■ Text block
— START —
Luther made it crystal clear that wasn’t the kind of marriage he was entering, and he had proof positive. His close friend and colleague Philip Melanchthon, however, was impressed with neither the marriage to Katie nor the proof of consummation. Luther knew as much and invited him neither to the private engagement and marriage nor to the public celebration. Suspecting Luther had married only for lust, Melanchthon lamented that “at this unfortunate time, when good and excellent men everywhere are in distress, he not only should be incapable of sympathizing with them, but should seem entirely careless concerning the evils everywhere abounding, and of diminishing his reputation just when Germany has especial need of his sound judgment and good name.”18

The explosion of invective must have convinced Melanchthon he had been right. Luther’s powerful opponent Duke George railed that the monk and nun were making a feast out of illicit sex.19 And Luther’s example was being repeated in all the monasteries in the land. The rumor mills were in overdrive. It was said that when they heard the wedding bells, “the lecherous monks and nuns put up plenty of ladders against the monastery walls and ran off together in masses.”20

The wedding bells signaling the public ceremony rang at 10:00 a.m. on June 27. Martin and Katie walked to the church with family and friends, many having traveled from out of town. Accompanied by pipers and well-wishers, it was a grand celebration. When the short service was over the couple and their guests returned for dinner at the Black Cloister. Friends at Martin’s request had brought beer and wild game. Festive dancing at the town hall followed, and then a banquet in the evening. It was a long day, and the couple was no doubt relieved when the last guests were gone.

On the guest list were Martin’s family and friends, including his elderly mother and father, Margarethe and Hans Luther. To John von Dolzig, Luther had written:

The strange cry, no doubt, has reached your ears, with regard to my having been married. And although this is rather a curious piece of news to me, and I can scarcely credit it myself, the testimony of the witnesses, nevertheless, is so overpowering, that I must out of becoming respect for them, give credit to it, and accordingly intend, on next Tuesday, with my father and mother and other friends, to seal and to confirm it by a collation. I therefore respectfully pray you, if it be not inconvenient, kindly to provide me with some wild game, and to be present yourself, and, augmenting our joy, help to impress the seal, and the like.21

If Katie thought that the criticism and derision would now fade away, she was wrong. It continued not just in whispers but also in public outcries. In many people’s eyes, she would always be the runaway nun who had forsaken her vows. Indeed, soon after they were married, a Wittenberg councilman’s wife, Klara Eberhard, was summoned to court because “she spoke idle words, insulted, and told off Luther and Katie at a wedding.” She was fined, but the damage had already been done.22

A widely circulated pamphlet summed up Katie’s sins: “Woe to you, poor fallen woman” and your “damnable, shameful life.” You arrived in Wittenberg dressed like a “chorus girl,” living in sin with Luther, “forsaking Christ,” and breaking your vows. “And by your example, have reduced many godly young women . . . to a pitiable state.”23

Such personal polemics in print must have caused Katie to cringe, and it is doubtful she ever got used to it. An even greater adjustment would have been learning to live with her loutish husband. He admitted to not loving her in the early stages of their marriage, and it is not hard to imagine that his coarse language was often cutting. Sure, she was strong and confident, but there is no reason to believe she wasn’t sensitive to less-than-loving words and ill-mannered body language.
— END —
■ What this task involves
Can you quote the passage on Luther's marriage starting with "The wedding bells signaling" and going on through "guests were gone."?

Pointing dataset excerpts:
— START —
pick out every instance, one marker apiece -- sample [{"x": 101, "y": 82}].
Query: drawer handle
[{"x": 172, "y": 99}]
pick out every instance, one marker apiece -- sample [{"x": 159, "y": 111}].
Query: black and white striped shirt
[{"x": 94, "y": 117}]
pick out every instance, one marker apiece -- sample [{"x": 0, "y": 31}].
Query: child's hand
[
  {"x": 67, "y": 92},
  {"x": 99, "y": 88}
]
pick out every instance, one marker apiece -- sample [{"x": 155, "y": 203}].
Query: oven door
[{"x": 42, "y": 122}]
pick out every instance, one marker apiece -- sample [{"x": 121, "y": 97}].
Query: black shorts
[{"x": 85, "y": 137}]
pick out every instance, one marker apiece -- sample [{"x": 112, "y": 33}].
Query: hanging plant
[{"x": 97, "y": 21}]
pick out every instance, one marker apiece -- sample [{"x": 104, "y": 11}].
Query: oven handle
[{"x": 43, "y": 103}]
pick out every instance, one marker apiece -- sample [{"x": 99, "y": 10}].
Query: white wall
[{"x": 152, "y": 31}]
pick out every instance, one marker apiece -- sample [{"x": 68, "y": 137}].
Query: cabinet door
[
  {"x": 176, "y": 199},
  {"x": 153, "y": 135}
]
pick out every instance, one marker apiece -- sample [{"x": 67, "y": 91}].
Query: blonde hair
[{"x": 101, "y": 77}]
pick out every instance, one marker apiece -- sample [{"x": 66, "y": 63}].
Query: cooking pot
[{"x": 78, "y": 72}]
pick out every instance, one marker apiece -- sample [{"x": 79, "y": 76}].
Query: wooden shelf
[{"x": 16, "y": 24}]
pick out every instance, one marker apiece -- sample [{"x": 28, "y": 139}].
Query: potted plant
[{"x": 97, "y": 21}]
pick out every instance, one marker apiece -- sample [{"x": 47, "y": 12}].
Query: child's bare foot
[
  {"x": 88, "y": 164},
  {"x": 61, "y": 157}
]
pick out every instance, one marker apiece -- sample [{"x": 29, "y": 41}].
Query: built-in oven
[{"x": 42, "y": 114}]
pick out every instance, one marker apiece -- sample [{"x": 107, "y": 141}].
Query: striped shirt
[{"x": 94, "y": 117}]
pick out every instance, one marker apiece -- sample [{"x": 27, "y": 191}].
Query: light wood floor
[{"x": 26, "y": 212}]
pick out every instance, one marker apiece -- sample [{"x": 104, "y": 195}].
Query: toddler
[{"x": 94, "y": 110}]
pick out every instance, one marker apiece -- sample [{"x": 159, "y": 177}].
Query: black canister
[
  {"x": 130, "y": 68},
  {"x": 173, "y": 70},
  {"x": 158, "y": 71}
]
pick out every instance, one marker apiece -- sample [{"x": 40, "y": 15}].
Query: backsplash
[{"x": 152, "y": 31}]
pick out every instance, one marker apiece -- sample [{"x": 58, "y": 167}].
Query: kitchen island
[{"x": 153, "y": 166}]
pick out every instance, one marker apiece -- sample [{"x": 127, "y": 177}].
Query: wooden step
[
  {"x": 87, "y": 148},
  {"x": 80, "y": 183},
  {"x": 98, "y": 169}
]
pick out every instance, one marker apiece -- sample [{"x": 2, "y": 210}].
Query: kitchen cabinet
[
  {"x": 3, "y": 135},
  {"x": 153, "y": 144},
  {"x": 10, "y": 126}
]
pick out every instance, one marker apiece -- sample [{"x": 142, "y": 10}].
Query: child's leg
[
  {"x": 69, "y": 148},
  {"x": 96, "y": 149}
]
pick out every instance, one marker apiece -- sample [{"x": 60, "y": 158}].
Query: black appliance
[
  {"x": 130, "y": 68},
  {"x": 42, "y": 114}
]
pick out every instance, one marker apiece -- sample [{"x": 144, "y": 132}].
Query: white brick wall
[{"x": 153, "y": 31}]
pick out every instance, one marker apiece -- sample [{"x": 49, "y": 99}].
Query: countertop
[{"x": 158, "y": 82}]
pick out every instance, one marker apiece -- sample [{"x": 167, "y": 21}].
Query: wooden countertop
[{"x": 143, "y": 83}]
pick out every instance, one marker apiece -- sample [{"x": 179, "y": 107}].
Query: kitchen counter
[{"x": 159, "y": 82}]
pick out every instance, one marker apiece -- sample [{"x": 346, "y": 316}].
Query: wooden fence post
— END —
■ Exercise response
The wedding bells signaling the public ceremony rang at 10:00 a.m. on June 27. Martin and Katie walked to the church with family and friends, many having traveled from out of town. Accompanied by pipers and well-wishers, it was a grand celebration. When the short service was over the couple and their guests returned for dinner at the Black Cloister. Friends at Martin’s request had brought beer and wild game. Festive dancing at the town hall followed, and then a banquet in the evening. It was a long day, and the couple was no doubt relieved when the last guests were gone.